## STATED PROBLEM
Can you convert the items from the line containing "Class, indicate each instance of the green plastic" through the last line of the items into a JSON list of strings, one string per line, skipping any blank lines?

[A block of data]
****************

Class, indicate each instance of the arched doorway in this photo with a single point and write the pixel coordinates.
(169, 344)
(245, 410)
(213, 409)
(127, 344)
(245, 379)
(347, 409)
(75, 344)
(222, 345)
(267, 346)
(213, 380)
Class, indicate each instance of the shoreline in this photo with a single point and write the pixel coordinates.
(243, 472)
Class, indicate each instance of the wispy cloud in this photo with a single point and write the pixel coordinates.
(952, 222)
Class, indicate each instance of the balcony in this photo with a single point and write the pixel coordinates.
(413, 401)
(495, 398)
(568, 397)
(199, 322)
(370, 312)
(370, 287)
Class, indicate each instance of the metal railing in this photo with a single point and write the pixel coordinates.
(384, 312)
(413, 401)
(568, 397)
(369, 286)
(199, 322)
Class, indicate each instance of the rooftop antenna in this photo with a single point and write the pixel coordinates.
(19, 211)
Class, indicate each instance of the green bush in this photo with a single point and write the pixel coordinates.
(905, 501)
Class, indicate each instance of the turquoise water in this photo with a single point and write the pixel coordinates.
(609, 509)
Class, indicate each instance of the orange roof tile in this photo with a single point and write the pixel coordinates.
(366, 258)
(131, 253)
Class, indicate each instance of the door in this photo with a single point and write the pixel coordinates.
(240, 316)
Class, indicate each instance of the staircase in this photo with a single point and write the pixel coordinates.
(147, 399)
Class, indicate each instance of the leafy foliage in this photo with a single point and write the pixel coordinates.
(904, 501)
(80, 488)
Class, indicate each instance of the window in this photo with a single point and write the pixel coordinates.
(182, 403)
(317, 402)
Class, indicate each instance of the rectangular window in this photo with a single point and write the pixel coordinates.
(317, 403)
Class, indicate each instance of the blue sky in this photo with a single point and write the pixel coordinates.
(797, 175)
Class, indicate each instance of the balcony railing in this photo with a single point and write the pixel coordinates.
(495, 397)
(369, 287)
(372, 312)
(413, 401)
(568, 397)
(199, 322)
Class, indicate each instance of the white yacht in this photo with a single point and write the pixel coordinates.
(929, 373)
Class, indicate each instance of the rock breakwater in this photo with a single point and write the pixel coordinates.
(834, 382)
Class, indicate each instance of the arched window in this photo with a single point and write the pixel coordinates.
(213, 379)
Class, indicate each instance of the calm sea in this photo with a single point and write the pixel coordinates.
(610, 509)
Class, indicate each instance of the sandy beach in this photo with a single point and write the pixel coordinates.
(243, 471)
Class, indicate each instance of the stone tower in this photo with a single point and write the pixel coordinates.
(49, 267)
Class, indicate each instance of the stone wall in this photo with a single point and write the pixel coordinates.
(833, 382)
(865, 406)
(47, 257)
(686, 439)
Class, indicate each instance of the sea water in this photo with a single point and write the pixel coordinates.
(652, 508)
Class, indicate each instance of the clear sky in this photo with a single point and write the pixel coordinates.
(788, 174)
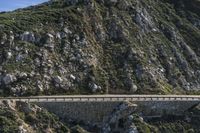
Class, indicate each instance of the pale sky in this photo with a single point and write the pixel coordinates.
(9, 5)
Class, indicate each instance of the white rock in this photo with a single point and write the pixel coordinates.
(28, 36)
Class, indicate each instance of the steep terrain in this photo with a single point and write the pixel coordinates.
(101, 46)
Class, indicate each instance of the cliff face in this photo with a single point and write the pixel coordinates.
(101, 46)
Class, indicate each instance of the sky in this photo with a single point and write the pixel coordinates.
(9, 5)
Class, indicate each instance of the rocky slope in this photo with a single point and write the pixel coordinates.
(101, 46)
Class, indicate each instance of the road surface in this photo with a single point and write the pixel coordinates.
(89, 98)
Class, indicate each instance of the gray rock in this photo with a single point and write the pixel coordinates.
(8, 79)
(58, 79)
(28, 36)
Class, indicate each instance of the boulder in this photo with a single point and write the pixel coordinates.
(28, 36)
(58, 79)
(8, 79)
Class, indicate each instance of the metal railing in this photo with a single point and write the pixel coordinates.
(90, 98)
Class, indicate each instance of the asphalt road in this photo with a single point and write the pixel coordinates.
(90, 98)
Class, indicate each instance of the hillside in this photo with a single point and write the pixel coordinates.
(101, 46)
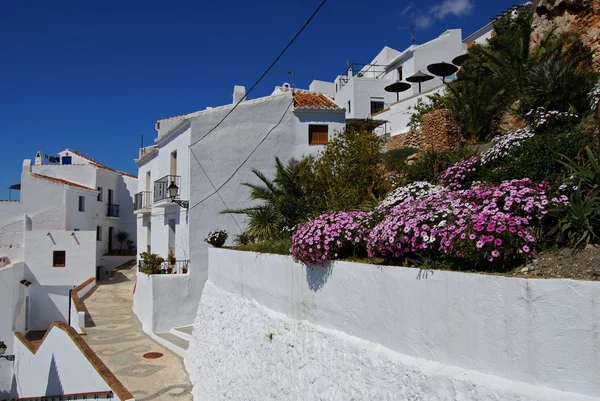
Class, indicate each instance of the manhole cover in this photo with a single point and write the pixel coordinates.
(152, 355)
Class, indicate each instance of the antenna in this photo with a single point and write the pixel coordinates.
(411, 28)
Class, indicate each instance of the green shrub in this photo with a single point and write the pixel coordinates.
(557, 84)
(431, 165)
(279, 247)
(396, 157)
(536, 158)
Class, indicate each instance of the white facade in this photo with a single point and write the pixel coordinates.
(61, 366)
(355, 331)
(250, 138)
(362, 92)
(52, 233)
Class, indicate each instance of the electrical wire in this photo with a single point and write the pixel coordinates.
(264, 73)
(216, 190)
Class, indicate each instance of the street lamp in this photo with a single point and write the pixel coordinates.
(174, 193)
(3, 350)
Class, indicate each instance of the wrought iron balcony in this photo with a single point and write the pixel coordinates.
(142, 200)
(112, 210)
(161, 187)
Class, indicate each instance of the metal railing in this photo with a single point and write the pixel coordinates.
(112, 210)
(161, 186)
(179, 267)
(97, 395)
(142, 200)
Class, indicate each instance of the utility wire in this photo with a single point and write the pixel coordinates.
(264, 73)
(216, 190)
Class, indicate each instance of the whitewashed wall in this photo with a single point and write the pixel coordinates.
(50, 289)
(12, 318)
(161, 300)
(223, 152)
(11, 230)
(541, 332)
(58, 367)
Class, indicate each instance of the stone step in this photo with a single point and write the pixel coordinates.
(184, 332)
(175, 343)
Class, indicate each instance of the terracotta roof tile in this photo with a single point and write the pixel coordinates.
(100, 165)
(64, 182)
(308, 100)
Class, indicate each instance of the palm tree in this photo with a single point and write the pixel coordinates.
(283, 202)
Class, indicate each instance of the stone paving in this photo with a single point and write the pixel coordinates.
(116, 336)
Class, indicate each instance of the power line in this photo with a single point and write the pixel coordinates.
(264, 73)
(216, 190)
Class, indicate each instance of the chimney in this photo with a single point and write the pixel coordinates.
(238, 93)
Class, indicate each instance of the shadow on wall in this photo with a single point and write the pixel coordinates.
(317, 276)
(54, 386)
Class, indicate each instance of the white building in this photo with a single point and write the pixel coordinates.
(58, 235)
(211, 166)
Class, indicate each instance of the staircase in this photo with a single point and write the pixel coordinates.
(178, 340)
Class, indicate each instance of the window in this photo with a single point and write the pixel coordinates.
(376, 106)
(174, 163)
(59, 259)
(318, 134)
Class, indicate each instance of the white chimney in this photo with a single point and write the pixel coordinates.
(238, 93)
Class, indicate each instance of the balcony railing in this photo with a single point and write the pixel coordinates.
(142, 200)
(161, 186)
(112, 210)
(179, 267)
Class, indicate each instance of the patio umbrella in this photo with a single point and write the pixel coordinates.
(442, 69)
(459, 60)
(419, 77)
(398, 87)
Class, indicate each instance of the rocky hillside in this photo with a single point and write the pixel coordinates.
(577, 16)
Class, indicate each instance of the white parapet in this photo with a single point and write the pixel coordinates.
(355, 331)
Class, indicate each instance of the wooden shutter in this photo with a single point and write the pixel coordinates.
(318, 134)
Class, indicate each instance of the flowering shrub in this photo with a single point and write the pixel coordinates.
(417, 190)
(488, 223)
(504, 144)
(541, 118)
(460, 175)
(216, 238)
(329, 236)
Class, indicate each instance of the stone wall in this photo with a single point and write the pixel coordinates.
(438, 131)
(581, 17)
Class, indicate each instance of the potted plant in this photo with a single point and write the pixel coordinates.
(216, 238)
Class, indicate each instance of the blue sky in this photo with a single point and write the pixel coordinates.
(94, 76)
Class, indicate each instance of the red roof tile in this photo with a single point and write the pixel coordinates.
(64, 182)
(100, 165)
(308, 100)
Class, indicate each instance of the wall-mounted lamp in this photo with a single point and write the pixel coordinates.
(3, 350)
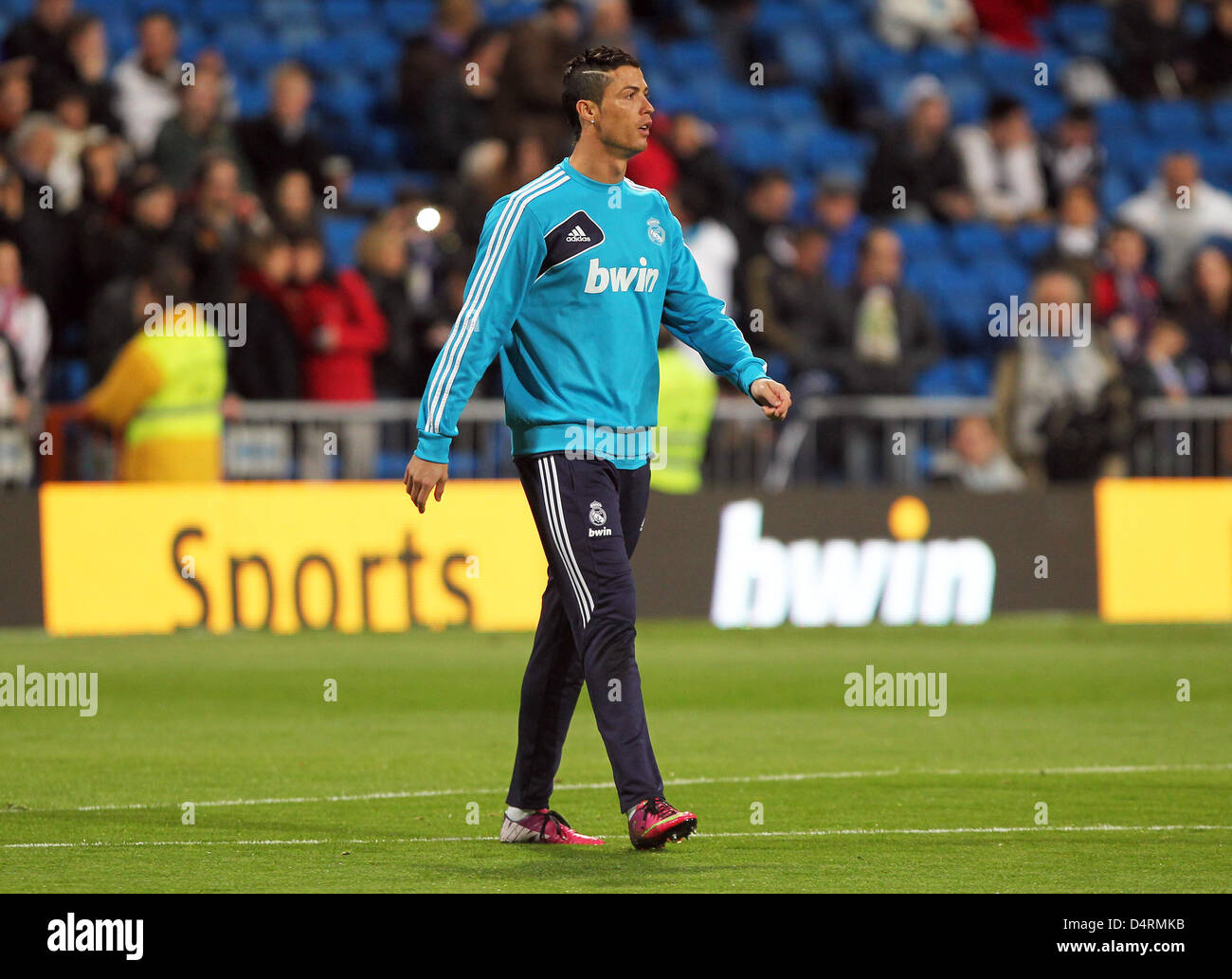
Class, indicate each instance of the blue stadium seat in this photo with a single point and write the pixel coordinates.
(962, 312)
(1221, 118)
(1045, 106)
(374, 188)
(1115, 189)
(341, 234)
(299, 36)
(728, 100)
(833, 148)
(1183, 119)
(69, 379)
(1031, 241)
(775, 16)
(969, 98)
(218, 13)
(348, 13)
(325, 56)
(408, 17)
(922, 241)
(943, 62)
(1082, 28)
(956, 377)
(1003, 279)
(752, 147)
(791, 105)
(933, 276)
(1006, 70)
(837, 16)
(806, 57)
(977, 242)
(693, 60)
(253, 97)
(1119, 114)
(510, 12)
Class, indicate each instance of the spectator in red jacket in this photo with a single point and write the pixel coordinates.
(339, 326)
(1124, 296)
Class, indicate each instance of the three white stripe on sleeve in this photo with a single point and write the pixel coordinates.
(551, 490)
(455, 346)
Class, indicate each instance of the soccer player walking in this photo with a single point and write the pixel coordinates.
(574, 274)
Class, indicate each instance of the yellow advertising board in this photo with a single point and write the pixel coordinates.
(148, 558)
(1165, 550)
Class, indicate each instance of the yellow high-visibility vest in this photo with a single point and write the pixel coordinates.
(188, 402)
(686, 409)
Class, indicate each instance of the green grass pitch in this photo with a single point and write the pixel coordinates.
(373, 792)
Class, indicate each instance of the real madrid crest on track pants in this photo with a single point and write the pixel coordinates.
(589, 515)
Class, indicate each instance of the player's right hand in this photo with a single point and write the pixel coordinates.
(423, 477)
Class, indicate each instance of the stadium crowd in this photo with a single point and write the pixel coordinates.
(128, 179)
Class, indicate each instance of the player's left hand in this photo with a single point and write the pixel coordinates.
(774, 398)
(424, 478)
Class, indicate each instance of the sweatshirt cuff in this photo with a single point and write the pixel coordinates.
(751, 373)
(432, 447)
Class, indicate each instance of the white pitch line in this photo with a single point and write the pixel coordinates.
(700, 781)
(399, 840)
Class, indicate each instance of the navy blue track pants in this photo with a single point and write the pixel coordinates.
(589, 517)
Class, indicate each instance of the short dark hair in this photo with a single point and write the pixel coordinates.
(588, 75)
(1002, 107)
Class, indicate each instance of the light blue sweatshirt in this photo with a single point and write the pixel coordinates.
(570, 286)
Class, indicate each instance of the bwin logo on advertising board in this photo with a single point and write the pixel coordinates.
(621, 279)
(763, 583)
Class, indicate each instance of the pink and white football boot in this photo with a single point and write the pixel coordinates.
(656, 822)
(543, 826)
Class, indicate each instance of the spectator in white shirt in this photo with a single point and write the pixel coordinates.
(1178, 212)
(904, 24)
(1002, 163)
(24, 324)
(148, 82)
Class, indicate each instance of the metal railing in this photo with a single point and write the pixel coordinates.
(848, 440)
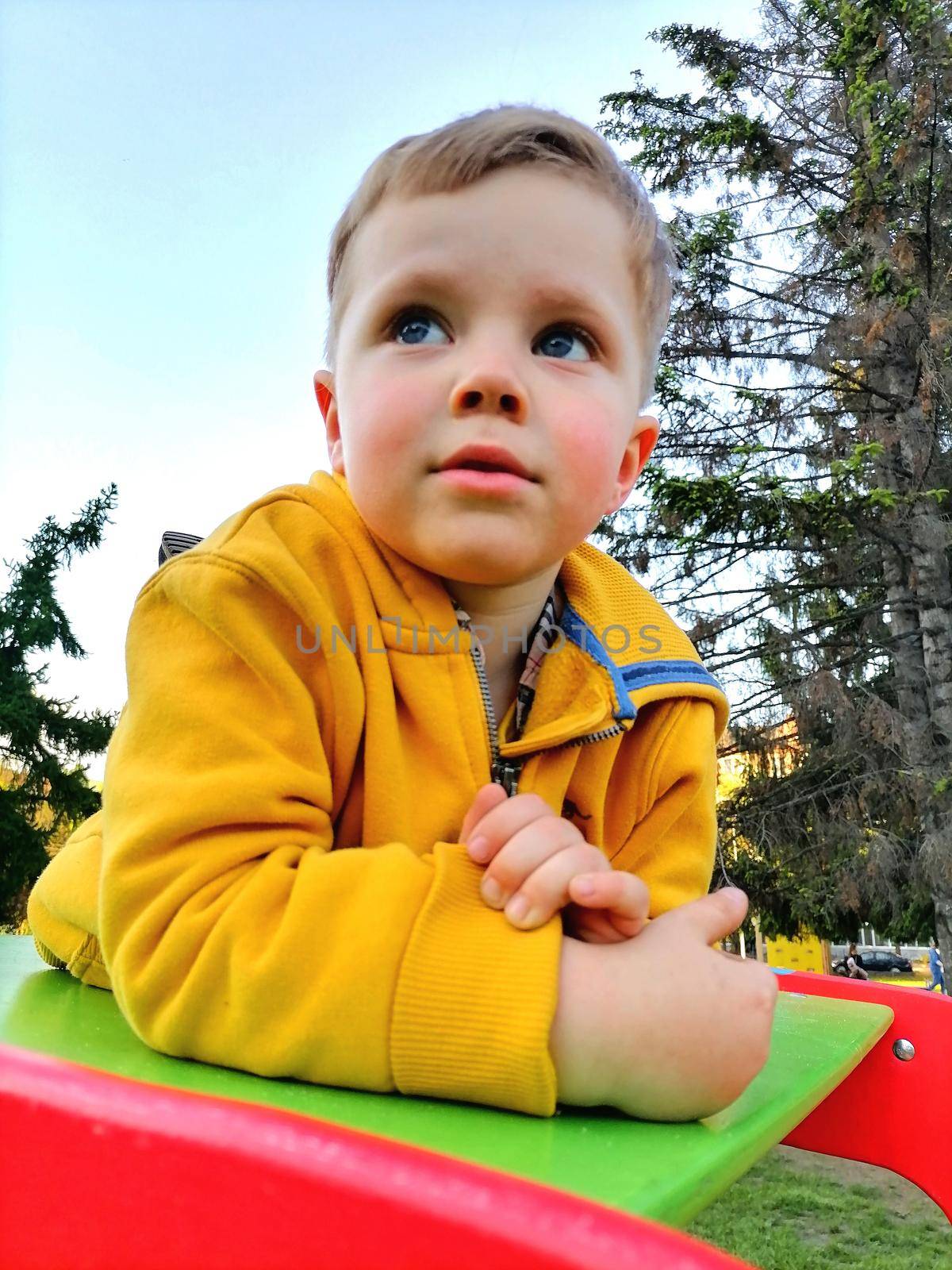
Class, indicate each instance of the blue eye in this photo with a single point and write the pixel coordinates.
(565, 336)
(416, 321)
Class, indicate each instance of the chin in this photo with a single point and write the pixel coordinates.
(484, 571)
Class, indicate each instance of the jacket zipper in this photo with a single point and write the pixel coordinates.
(507, 772)
(503, 772)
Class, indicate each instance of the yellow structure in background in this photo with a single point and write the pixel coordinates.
(806, 954)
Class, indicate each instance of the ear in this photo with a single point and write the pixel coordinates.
(644, 437)
(328, 403)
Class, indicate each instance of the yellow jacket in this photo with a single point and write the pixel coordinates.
(219, 892)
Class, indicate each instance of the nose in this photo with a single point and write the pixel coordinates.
(489, 391)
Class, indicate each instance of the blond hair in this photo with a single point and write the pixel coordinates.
(463, 152)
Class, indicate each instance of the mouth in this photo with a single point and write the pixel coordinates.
(486, 461)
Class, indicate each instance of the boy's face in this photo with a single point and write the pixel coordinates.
(488, 357)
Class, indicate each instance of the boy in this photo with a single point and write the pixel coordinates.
(370, 714)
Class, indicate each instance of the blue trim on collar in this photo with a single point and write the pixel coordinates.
(579, 632)
(641, 675)
(644, 673)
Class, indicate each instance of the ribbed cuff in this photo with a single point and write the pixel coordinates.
(475, 999)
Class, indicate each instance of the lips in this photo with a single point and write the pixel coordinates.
(488, 459)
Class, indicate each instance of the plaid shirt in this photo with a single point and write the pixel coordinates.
(541, 639)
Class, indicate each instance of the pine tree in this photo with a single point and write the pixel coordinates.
(797, 514)
(44, 791)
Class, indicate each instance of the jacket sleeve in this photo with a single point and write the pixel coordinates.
(673, 842)
(234, 933)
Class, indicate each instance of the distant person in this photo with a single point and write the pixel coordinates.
(854, 964)
(937, 971)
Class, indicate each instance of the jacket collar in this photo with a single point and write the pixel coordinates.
(620, 649)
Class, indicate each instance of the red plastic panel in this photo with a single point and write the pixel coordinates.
(102, 1172)
(890, 1113)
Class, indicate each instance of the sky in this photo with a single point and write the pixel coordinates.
(171, 173)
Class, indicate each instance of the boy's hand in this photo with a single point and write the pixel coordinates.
(541, 859)
(663, 1026)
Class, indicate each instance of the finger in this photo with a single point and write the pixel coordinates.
(622, 893)
(507, 818)
(486, 798)
(533, 872)
(712, 918)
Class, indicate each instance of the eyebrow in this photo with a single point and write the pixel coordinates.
(543, 295)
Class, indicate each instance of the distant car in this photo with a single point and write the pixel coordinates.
(879, 962)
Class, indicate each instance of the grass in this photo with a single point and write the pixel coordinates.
(795, 1210)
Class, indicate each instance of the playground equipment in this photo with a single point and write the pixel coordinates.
(112, 1155)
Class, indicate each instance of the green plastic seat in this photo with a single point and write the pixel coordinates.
(663, 1172)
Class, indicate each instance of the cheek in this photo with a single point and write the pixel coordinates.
(387, 417)
(589, 451)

****************

## TASK OUTPUT
[
  "Class, indicate each instance of the green plastic seat in this photo with a single point and write the pixel coordinates.",
  "(663, 1172)",
  "Class, indicate each instance of the cheek in this photo with a single point and write the pixel coordinates.",
  "(387, 417)",
  "(589, 451)"
]